PROBLEM REQUIREMENTS
Every line below needs to be printed again exactly, without any of its pictures.

(Referring expression grounding data)
Content starts
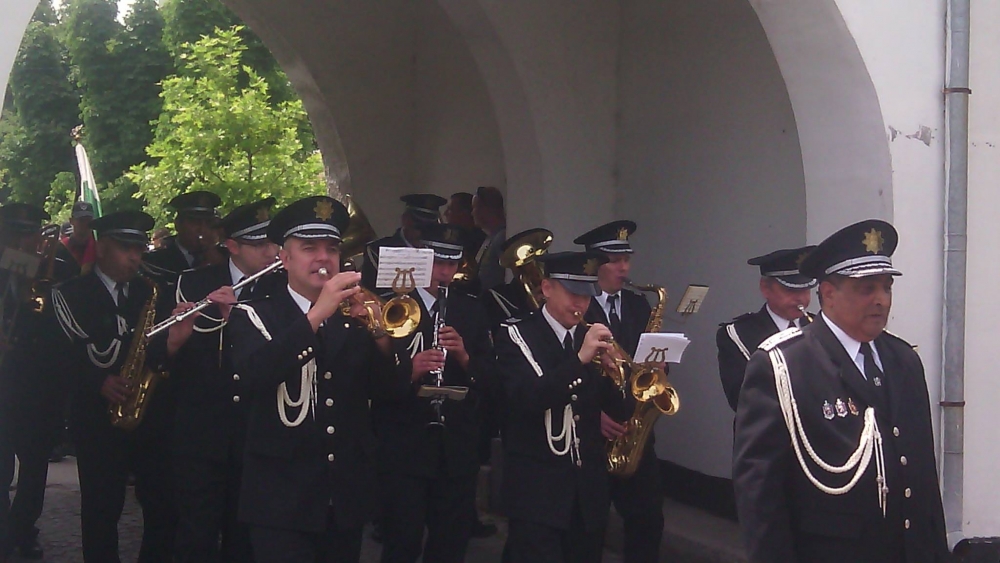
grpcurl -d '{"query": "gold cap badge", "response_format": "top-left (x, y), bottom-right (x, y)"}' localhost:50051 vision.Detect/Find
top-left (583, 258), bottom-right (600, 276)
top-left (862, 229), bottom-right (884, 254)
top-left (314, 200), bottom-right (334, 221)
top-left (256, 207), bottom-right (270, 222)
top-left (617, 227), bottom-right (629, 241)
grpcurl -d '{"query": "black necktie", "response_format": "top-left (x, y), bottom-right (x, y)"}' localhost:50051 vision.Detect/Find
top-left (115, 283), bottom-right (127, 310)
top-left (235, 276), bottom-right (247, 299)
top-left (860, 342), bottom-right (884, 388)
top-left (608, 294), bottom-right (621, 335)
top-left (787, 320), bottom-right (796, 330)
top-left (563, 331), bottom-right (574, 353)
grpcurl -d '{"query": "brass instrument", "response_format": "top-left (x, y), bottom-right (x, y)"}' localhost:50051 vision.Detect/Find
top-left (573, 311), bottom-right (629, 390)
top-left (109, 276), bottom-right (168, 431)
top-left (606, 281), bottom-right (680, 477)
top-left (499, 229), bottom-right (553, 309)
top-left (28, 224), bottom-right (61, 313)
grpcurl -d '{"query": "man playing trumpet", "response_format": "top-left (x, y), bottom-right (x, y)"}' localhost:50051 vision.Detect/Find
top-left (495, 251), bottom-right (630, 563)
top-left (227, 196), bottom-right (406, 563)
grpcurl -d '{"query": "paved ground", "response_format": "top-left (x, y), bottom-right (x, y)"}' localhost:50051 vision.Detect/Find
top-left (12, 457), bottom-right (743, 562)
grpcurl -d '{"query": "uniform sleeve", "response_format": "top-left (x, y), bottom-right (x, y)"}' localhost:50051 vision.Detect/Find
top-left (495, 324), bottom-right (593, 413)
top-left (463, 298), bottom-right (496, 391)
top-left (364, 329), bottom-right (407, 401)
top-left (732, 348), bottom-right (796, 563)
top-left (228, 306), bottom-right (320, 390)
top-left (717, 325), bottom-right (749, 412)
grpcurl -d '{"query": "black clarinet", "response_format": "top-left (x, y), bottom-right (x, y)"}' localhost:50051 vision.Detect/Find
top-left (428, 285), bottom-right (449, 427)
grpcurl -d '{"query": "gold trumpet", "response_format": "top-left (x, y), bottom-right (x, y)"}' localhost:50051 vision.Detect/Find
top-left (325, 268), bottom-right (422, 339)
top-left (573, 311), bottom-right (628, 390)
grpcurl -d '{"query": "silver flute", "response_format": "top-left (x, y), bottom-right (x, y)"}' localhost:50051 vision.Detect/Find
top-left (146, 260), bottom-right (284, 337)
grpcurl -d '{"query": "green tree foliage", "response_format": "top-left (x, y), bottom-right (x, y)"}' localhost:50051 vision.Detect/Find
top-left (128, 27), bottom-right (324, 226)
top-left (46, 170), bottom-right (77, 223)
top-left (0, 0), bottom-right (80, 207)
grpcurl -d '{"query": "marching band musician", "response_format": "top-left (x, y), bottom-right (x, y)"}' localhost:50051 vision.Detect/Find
Content ends
SOLUTION TO THE EXERCISE
grpcurl -d '{"query": "gold cap badge", "response_format": "top-left (x, y), bottom-right (x, y)"}' localhost:50051 vision.Detect/Find
top-left (583, 258), bottom-right (600, 276)
top-left (862, 229), bottom-right (884, 254)
top-left (314, 200), bottom-right (334, 221)
top-left (256, 207), bottom-right (270, 222)
top-left (617, 227), bottom-right (629, 241)
grpcurl -d '{"query": "black necktie", "response_format": "top-left (x, y), bottom-right (x, y)"}' localhost:50051 vision.Detect/Find
top-left (115, 283), bottom-right (127, 310)
top-left (235, 276), bottom-right (247, 299)
top-left (860, 342), bottom-right (884, 388)
top-left (608, 294), bottom-right (621, 335)
top-left (787, 320), bottom-right (796, 330)
top-left (563, 331), bottom-right (574, 353)
grpcurl -d '{"query": "brass instrument", "response_format": "top-left (x, y), bottom-right (x, y)"}' localhost:50051 vision.Detect/Find
top-left (573, 311), bottom-right (629, 390)
top-left (109, 276), bottom-right (168, 431)
top-left (606, 281), bottom-right (680, 477)
top-left (499, 229), bottom-right (553, 309)
top-left (28, 224), bottom-right (61, 313)
grpcurl -d '{"query": "man playing trumpet", "response_format": "top-left (x, y), bottom-right (x, y)"}' localhost:50051 vision.Detect/Find
top-left (495, 251), bottom-right (630, 563)
top-left (227, 196), bottom-right (406, 563)
grpcurl -d '{"query": "paved ground", "response_format": "top-left (x, y), bottom-right (x, y)"}' localhost:50051 vision.Detect/Find
top-left (12, 457), bottom-right (743, 562)
grpcurl -d '{"query": "uniform sleeve", "response_format": "top-left (x, y), bottom-right (x, y)"}' localhost:50051 vision.Detect/Find
top-left (495, 324), bottom-right (593, 413)
top-left (463, 298), bottom-right (496, 391)
top-left (364, 329), bottom-right (407, 401)
top-left (732, 348), bottom-right (796, 563)
top-left (228, 306), bottom-right (320, 390)
top-left (717, 325), bottom-right (749, 412)
grpcurl -d '{"query": "black clarinet", "response_format": "top-left (x, y), bottom-right (x, y)"}' localhost:50051 vision.Detect/Find
top-left (428, 285), bottom-right (449, 427)
grpcurl -d '{"query": "gold trumpet", "response_format": "top-left (x, y), bottom-right (x, y)"}' localhost:50051 vision.Detect/Find
top-left (325, 268), bottom-right (422, 339)
top-left (573, 311), bottom-right (628, 390)
grpcurl -d '{"query": "silver flute", "response_format": "top-left (x, y), bottom-right (x, y)"}' localhost:50051 vision.Detect/Find
top-left (146, 260), bottom-right (284, 337)
grpcurl -d '{"query": "green tree foliage", "response_format": "top-left (x, y), bottom-right (x, y)"}' localhost:50051 vision.Detect/Find
top-left (128, 27), bottom-right (324, 226)
top-left (46, 170), bottom-right (77, 223)
top-left (0, 0), bottom-right (80, 207)
grpcurl -d '{"query": "marching band musician", "response_format": "top-left (x, y), bottom-right (x, y)"}' localhost:50051 vision.Detect/Find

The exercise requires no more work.